> TEXT SECTION:
== Segment start ==

It's very important to remember that when you ask ChatGPT a question, you'll get a nice, smooth, plausible-sounding response, but the answer might be nonsense. If you include this in your coursework without checking, then you might end up looking stupid and your teacher is not going to be very impressed! If you do use ChatGPT (or other, similar tools) always check that what it is says is true!

Other Limitations

A lack of reasoning capability

ChatGPT dialogue - user: Barbara, Mary and Harry had red balloons. Ted had a blue balloon. Sam also had a red balloon. How many children had red balloons? ChatGPT: Barbara, Mary, and Sam had red balloons. So, three children had red balloons.

AI models can write plausible statements, but they do not think or reason. They don't understand context and since they can't think, they certainly can't think outside the box. ChatGPT is quite poor at solving original puzzles that involve reasoning skills and is hit-and-miss with lateral thinking puzzles. Future iterations of ChatGPT may be even better at solving puzzles. Because training data is likely to include puzzles, AI models may "know" the answers because they have access to the text of questions and answers, much like the "country in Africa that starts with the letter "k"" example above. In real life, "memorising" answers doesn't make you clever, it just means you have a good memory.

Unreliability

Generative AI can produce different outputs even when given the same input multiple times - in simpler language, you might get different answers if you ask the same question over again.

Lack of Real-World Understanding

Generative AI models lack true understanding of the world (everything is just words to generative AI) They generate responses based on patterns learned during training but do not understand ideas in the same way that we do.

Bias and Fairness

Generative AI models can inherit biases from the data they are trained on, which can result in unfair or discriminatory outputs. Addressing bias in AI remains a significant challenge.

Limited Creativity

While generative AI can produce impressive content, it lacks true creativity and the ability to "think outside the box".

Over-Reliance on Training Data

Generative AI tools heavily rely on the quality and quantity of their training data. They may produce inaccurate or biased results if the training data is insufficient or unrepresentative. Also, these tools may struggle to generalise to data that significantly differs from their training data - they are really good at generating content that's similar to what they've seen before but not so good at creating content that's very different from their training data. It's like a chef who learned to cook by only making pizzas, they might be very good at making different types of pizzas, but they might struggle to make casseroles because making casseroles was never part of their training.

== Segment end ==

> BRIEF 1:
In the text on AI limitations, what dish does the pizza-trained chef struggle to make?
> BRIEF 2:
Copy the text on AI limitations word for word from "It's very important" to "children had red balloons.".

> RECORDS SUPPLIED:
== Segment start ==

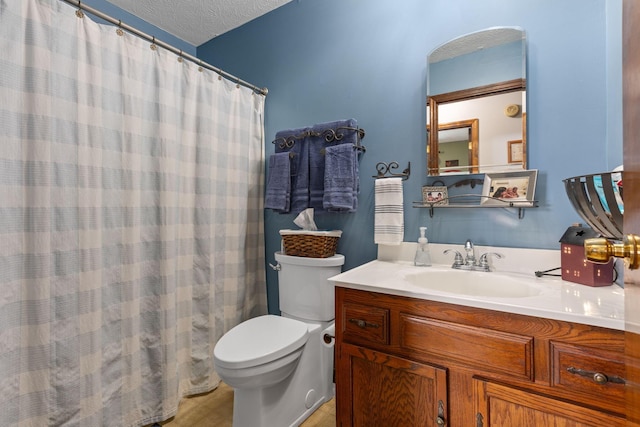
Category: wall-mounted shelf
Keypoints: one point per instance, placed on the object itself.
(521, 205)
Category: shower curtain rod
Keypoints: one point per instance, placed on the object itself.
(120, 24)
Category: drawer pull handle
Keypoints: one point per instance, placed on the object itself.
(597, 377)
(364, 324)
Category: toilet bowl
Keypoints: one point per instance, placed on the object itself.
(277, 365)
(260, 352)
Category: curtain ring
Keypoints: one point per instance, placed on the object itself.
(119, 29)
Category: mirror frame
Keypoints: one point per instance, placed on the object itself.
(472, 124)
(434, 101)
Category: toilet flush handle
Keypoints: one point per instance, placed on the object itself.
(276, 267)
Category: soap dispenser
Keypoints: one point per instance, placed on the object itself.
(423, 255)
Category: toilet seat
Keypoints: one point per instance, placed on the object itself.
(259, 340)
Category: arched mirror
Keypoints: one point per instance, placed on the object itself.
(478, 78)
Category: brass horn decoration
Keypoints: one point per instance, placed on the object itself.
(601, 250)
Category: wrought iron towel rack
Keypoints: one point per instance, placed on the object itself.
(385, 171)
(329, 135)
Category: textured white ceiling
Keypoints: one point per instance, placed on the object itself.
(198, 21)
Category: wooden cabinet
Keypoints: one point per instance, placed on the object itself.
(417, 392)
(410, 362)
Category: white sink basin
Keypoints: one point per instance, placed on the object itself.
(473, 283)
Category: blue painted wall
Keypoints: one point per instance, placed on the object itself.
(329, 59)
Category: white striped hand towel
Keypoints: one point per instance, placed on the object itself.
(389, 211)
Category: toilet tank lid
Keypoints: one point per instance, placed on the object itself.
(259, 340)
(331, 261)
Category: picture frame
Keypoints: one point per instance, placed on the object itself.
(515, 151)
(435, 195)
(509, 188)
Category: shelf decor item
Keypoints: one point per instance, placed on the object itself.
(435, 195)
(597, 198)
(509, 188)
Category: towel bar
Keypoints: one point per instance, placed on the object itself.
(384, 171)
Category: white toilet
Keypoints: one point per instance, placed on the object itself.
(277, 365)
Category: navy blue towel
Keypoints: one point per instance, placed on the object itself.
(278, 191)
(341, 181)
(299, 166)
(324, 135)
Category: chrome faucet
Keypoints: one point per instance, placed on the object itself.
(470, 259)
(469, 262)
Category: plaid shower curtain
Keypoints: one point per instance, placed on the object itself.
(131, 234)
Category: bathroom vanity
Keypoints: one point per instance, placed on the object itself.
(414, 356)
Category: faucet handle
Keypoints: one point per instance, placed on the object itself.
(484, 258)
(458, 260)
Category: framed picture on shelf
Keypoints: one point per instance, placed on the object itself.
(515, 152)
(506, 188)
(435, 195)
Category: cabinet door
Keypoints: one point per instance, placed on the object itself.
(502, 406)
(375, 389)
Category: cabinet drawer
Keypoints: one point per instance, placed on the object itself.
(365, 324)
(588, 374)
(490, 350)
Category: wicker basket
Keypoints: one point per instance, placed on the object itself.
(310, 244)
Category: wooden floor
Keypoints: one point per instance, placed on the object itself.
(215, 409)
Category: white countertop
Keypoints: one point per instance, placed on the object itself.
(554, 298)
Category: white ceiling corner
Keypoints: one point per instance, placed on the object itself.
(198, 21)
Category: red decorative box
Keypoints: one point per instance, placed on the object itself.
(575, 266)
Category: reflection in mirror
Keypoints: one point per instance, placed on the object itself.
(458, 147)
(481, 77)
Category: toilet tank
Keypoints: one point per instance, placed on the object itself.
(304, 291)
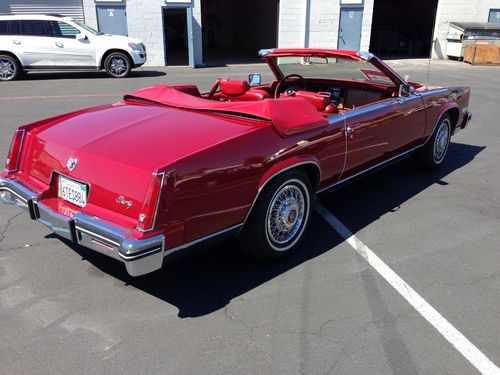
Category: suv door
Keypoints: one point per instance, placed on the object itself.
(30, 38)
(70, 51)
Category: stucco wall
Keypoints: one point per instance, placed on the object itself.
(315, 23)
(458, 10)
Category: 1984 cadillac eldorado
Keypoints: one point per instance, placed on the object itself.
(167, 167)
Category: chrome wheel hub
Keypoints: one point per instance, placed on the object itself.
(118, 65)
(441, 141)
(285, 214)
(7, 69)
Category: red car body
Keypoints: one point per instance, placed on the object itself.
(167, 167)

== Segment end ==
== Segment start ==

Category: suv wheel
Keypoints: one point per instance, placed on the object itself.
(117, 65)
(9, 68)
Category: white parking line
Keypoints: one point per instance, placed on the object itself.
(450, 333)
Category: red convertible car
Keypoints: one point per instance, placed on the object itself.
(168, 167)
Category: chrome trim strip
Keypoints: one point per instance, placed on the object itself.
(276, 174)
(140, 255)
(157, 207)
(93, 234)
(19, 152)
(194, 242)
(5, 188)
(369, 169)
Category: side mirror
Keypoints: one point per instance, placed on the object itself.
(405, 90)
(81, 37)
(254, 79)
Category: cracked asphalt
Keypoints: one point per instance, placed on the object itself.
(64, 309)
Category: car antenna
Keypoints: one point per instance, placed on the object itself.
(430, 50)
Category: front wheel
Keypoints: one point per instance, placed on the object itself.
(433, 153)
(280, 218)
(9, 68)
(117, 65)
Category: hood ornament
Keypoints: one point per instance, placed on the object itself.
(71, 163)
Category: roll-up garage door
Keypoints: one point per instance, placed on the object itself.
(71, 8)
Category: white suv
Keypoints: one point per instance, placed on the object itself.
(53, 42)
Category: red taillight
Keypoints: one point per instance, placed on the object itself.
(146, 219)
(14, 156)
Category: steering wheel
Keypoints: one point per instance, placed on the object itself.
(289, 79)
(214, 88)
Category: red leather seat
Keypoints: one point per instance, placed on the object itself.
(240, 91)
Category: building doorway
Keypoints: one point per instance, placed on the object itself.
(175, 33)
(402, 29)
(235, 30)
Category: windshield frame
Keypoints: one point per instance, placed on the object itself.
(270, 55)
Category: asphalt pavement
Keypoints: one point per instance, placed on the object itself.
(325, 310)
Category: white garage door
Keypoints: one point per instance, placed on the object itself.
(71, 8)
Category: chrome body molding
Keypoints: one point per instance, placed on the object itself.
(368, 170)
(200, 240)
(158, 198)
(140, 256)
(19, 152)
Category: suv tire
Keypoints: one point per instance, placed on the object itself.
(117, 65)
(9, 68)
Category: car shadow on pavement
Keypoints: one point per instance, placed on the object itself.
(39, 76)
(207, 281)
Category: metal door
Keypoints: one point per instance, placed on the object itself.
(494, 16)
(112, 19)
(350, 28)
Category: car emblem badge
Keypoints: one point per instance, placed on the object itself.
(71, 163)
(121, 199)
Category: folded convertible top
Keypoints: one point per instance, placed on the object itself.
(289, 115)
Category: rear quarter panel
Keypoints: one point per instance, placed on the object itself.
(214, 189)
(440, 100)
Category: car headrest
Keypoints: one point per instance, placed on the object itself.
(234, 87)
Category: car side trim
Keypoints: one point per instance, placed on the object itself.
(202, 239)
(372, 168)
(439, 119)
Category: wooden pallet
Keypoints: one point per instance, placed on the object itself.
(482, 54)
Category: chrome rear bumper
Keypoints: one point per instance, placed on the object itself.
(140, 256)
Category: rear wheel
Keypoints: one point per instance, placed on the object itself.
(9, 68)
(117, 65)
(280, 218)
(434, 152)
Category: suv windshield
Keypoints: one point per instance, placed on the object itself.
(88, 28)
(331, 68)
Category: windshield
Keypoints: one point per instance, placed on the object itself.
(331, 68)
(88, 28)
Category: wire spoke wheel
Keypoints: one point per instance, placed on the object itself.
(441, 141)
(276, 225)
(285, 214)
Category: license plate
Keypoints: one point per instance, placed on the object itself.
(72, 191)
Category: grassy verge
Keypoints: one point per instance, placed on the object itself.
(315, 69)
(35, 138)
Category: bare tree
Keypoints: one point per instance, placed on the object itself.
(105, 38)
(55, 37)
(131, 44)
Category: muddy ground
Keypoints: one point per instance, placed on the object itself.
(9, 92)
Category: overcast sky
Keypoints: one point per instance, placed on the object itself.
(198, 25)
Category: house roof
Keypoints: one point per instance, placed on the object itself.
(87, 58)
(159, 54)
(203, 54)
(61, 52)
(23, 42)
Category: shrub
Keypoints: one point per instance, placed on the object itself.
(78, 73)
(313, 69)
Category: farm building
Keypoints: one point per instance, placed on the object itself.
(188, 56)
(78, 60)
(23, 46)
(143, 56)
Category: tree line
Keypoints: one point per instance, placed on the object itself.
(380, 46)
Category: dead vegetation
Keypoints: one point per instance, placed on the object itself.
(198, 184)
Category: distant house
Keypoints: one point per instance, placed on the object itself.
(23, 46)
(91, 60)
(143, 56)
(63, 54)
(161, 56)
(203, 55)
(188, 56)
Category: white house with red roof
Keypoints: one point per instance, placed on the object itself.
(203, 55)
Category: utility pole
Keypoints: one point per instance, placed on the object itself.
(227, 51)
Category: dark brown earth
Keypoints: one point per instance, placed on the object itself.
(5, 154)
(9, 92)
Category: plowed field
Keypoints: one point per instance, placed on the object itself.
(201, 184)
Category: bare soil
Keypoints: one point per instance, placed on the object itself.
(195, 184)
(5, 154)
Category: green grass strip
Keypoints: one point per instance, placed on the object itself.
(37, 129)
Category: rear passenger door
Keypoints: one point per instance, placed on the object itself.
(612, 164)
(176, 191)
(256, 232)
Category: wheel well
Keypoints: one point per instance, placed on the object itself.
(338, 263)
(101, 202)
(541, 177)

== Segment end ==

> OUTPUT 1:
Casseroles.

> OUTPUT 2:
It's very important to remember that when you ask ChatGPT a question, you'll get a nice, smooth, plausible-sounding response, but the answer might be nonsense. If you include this in your coursework without checking, then you might end up looking stupid and your teacher is not going to be very impressed! If you do use ChatGPT (or other, similar tools) always check that what it is says is true!

Other Limitations

A lack of reasoning capability

ChatGPT dialogue - user: Barbara, Mary and Harry had red balloons. Ted had a blue balloon. Sam also had a red balloon. How many children had red balloons? ChatGPT: Barbara, Mary, and Sam had red balloons. So, three children had red balloons.